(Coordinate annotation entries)
>>>>>
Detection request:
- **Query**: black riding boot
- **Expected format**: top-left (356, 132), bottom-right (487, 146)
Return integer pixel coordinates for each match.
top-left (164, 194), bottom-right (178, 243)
<<<<<
▸ Exercise objective
Recast the records above as a JSON list of strings, one string per line, leaving out blank lines.

▸ Expected answer
[
  "Detection request:",
  "- **Query**: black riding boot",
  "- **Expected format**: top-left (356, 132), bottom-right (487, 146)",
  "Return integer pixel coordinates for each match.",
  "top-left (164, 194), bottom-right (178, 243)"
]